My grandfather should be nervous like the others. He’s an officer and he feels the stares of his men on him, but his mind is somewhere else. The training in Pula, the promise to serve Italy, the conviction of being on the verge of something great: everything feels distant, as if it happened to someone else. Since a few days he is trapped in a dark room closing up on him, the rumble of the moving walls sounding like a sinister foreboding.
Upon completion of the officers’ school, he had left on leave. On the way back home he passed by Trieste. In those days, future felt like a bet to be accepted. The uniform made him feel confident and older than his age. Moving with a sense of purpose that was new to him, he met a Giulietta, a young girl from a rich family, who looked at him as if he was the only thing in the world and left her scent on his clothes.
A new experience for him. He had spent years in Ariano nel Polesine feeling almost invisible and doomed to a never changing existence. But now that he was a bersagliere and was about to leave Italy he had a look of invincibility in his eyes. Which is why he found rather easy to say goodbye to Giulietta and start chasing his destiny again, making light of her feelings. The noise of his quick and loud footsteps on the pavement, as she walked away from her in the evening, made him feel like a romantic hero. The idea that he had completely misunderstood the rules of the game had not yet crossed his mind.
He had been assigned to the XXXIII battalion of cyclist bersaglieri, based in Tuscany. He had therefore followed his unit up to the rally point, where preparations for the deployment had began. The nerve-racking wait was broken by the occasional drill or exhibition for the public, which flocked to the acrobatic shows of the bersaglieri on their motorbikes.
He met the girl who would become my grandmother during those summer days of 1942 in Altopascio, a village in the Province of Lucca. Her name was Gina, although she preferred to be called Ginetta, and she was a smiling lady with long hair, who used to smoke even though she was a woman. A habit that she would keep up for the rest of her life: every day, after lunch, she would open her kitchen window and smoke a cigarette in silence, watching her colorful geraniums on the balcony.
Her energy conquered him and he found himself writing songs for her and singing serenades under her window, accompanied by a harmonica he had hastily learnt to play. I remember when he was talking about it when I was a kid, on the way to school or during an afternoon walk: his eyes would look up to the sky and stare at a world that does not exist anymore.

[YOUR INSTRUCTIONS] Carry on the grandfather's story, picking up right after its final sentence. The records are separate material and are not part of the grandfather's story.

[DATA LINES]
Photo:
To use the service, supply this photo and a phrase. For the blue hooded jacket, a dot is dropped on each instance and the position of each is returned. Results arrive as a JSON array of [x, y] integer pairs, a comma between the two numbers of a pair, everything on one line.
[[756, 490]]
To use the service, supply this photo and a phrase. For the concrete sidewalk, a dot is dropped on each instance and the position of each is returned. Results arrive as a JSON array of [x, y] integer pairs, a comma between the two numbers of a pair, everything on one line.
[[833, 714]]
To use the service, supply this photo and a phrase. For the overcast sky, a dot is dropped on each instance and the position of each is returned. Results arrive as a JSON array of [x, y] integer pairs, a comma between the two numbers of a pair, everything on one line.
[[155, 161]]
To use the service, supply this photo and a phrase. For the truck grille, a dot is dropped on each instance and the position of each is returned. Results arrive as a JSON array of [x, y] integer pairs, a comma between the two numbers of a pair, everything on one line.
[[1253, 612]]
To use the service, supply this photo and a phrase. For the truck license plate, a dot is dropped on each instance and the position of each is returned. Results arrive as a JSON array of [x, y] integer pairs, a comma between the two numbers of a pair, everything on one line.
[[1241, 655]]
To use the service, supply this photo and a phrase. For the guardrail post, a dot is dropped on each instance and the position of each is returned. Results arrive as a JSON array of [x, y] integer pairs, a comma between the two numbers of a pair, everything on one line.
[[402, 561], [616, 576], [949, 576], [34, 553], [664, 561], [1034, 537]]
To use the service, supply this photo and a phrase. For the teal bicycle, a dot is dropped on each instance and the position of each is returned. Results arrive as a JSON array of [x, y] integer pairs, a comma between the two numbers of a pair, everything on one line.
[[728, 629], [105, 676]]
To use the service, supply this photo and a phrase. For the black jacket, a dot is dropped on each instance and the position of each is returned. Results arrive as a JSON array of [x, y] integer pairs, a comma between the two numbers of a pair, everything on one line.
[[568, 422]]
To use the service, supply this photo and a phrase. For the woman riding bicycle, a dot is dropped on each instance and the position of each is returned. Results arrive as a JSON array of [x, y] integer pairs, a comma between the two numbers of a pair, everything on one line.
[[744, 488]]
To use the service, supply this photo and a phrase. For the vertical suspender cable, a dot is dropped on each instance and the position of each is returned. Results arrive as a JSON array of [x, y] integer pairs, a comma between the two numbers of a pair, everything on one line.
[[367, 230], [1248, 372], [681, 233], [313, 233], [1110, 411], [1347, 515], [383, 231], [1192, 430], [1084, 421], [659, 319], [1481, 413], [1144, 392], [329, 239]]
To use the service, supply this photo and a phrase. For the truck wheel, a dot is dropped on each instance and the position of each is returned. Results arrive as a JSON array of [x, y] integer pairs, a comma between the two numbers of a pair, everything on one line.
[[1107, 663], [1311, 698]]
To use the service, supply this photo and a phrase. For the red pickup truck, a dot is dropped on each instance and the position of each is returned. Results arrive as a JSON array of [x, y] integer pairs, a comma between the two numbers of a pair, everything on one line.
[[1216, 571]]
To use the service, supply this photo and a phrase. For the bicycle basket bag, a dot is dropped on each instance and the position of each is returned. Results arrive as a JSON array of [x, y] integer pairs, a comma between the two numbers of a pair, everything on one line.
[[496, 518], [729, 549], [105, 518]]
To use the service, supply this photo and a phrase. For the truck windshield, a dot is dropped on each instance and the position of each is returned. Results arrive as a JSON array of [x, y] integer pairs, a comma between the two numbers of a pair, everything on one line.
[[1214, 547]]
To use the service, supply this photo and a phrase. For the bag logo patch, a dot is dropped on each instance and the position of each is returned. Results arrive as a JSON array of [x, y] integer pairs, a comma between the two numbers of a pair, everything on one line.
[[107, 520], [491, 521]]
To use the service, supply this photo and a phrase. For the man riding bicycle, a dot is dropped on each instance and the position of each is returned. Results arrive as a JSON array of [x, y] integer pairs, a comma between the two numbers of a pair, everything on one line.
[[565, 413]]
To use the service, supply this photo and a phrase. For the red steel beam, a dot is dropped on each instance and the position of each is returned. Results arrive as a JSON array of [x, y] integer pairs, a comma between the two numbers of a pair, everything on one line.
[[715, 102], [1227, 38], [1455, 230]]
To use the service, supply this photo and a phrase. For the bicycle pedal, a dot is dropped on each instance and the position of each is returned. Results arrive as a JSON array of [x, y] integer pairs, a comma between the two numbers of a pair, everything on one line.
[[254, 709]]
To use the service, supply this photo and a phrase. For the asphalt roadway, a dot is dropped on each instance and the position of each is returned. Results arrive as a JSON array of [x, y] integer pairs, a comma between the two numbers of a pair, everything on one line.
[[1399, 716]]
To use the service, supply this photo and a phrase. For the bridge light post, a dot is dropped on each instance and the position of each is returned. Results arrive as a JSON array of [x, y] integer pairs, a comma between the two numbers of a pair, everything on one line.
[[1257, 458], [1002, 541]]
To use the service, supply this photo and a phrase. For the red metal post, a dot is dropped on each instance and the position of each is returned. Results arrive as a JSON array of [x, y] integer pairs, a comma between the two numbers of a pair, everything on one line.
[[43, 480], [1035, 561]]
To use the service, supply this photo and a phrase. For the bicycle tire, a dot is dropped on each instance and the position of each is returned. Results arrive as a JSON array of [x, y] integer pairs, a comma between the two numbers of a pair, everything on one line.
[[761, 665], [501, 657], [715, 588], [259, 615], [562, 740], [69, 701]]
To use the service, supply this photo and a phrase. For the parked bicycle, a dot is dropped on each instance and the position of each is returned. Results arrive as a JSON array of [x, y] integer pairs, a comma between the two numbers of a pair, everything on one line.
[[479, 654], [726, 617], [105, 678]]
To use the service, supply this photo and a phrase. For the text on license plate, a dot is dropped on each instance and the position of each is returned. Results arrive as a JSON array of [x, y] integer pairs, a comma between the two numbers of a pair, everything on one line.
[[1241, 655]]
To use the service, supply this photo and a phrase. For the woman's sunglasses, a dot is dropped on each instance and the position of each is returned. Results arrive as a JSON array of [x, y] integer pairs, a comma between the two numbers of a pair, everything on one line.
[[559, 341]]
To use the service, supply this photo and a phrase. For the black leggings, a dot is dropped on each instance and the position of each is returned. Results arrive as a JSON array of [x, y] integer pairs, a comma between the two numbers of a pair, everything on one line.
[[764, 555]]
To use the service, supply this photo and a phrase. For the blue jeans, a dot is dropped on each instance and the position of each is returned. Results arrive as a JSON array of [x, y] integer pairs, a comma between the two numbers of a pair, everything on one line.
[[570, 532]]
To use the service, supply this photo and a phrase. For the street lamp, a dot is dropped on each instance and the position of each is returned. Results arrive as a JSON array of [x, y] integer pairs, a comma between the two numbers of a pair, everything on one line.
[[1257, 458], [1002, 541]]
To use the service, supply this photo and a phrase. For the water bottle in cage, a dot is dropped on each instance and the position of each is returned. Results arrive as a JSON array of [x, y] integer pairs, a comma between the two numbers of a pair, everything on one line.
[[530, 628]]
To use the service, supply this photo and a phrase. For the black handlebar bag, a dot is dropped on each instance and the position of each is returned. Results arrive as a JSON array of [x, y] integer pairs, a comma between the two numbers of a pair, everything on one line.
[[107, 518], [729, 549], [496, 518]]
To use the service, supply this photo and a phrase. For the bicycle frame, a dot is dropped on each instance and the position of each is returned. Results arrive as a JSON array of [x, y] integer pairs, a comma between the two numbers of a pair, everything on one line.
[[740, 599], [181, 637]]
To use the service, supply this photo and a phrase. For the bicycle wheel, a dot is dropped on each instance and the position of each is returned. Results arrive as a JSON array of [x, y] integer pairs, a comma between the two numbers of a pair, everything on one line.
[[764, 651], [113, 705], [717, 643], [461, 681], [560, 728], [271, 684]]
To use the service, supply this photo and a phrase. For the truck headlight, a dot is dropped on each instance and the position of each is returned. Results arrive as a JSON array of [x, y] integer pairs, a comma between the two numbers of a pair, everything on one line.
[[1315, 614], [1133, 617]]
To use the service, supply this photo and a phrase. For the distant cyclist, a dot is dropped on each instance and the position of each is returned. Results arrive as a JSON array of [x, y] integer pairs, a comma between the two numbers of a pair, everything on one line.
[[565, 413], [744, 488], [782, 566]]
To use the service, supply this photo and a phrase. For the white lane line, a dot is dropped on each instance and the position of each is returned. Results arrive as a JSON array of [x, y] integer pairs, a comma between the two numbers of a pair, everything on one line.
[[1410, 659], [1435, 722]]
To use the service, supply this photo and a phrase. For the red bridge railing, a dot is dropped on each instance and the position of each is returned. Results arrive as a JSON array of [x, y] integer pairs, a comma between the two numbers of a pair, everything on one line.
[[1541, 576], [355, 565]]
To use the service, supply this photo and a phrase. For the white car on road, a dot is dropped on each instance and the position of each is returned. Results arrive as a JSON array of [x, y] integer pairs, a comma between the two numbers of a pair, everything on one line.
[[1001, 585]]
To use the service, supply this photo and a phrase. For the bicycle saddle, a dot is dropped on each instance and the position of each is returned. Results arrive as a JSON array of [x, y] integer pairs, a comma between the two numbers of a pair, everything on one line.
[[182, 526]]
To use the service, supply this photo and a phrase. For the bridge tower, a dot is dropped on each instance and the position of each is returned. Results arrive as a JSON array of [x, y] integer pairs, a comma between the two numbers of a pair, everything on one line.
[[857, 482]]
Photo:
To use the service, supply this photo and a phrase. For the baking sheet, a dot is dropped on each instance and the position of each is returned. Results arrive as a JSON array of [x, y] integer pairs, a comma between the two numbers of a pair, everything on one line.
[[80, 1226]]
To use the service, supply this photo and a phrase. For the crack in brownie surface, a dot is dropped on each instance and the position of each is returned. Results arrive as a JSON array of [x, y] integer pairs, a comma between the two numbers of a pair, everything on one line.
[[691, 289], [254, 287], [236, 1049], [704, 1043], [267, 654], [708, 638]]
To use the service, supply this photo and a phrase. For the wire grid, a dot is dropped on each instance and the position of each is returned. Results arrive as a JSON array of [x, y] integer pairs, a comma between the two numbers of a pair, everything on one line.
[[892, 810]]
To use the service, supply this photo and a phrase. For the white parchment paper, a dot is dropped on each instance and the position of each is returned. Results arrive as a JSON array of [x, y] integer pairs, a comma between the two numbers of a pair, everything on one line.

[SOLVED EXERCISE]
He couldn’t quite explain what had happened to his determination or the desire to chase his destiny. Suddenly, they had become a passing and pointless thought. What he knew for sure was that he felt recognised for the first time in his life. And that his entire existence began and ended between her young and delicate hands.
Time passed like in a dream and when the month of November arrived reality crashed on them. The Allies were kicking the Axis armies out of North Africa and Hitler had decided to occupy the whole of France, fearing more landings on his southern flank. The Italians were tasked with the occupation of Corsica and the southeast of France.
The pace of events suddenly accelerated. The XXXIII bersaglieri battalion was assigned to Corsica and the landing had to take place as soon as possible. Mussolini was anxious to complete the mission and please Hitler.
The order to leave reached my grandpa before he could find the words to say goodbye. Something tried to find a way up his throat, but then got stuck there and the only thought he was able to formulate was that everything was always changing too fast. It wasn’t fair. We struggle to grasp happiness and then it slips away like sand through our fingers.
“I will pray for you every day”, Ginetta told him. “Come back to me alive”. He nodded in silence and hugged her before following his unit, feeling unable to breath in the stiff uniform, his legs as heavy as lead. They would see each other only two years later. Two grim years, as long as a lifetime.
Upon reaching the harbour in Livorno, my grandpa started writing his first letters to his family and Ginetta, trying to find words of affection and encouragement for everybody. But his attempts were cut short by an unexpected visit.
Somehow Giulietta had managed to find him. Challenging all social conventions, she had slipped out of her home and crossed half Italy to meet him in person before he left. She must have traveled holding on to a thin thread of hope and imagining their meeting an infinite number of times.
She found him just in time, a few hours before he boarded the ship. But when he saw her my grandfather looked only surprised. That look was enough for her to understand that it had all been in vain.
“It meant so much to me”, she told him throwing her arms around his neck, her eyes looking like a splintered cut on her face. My grandpa hugged her for a long time, breathing silently between her sobs. He then sat on the side of the road and watched her leaving, a silhouette on the horizon carrying away all the joys and pains of a rejected love, which nobody would ever live. His bold decision of a few months earlier suddenly looked wildly different, leaving him with one less life to live and the feeling of having to build his happiness on a pyramid of pain. In Trieste he had thrown away his innocence without even knowing it.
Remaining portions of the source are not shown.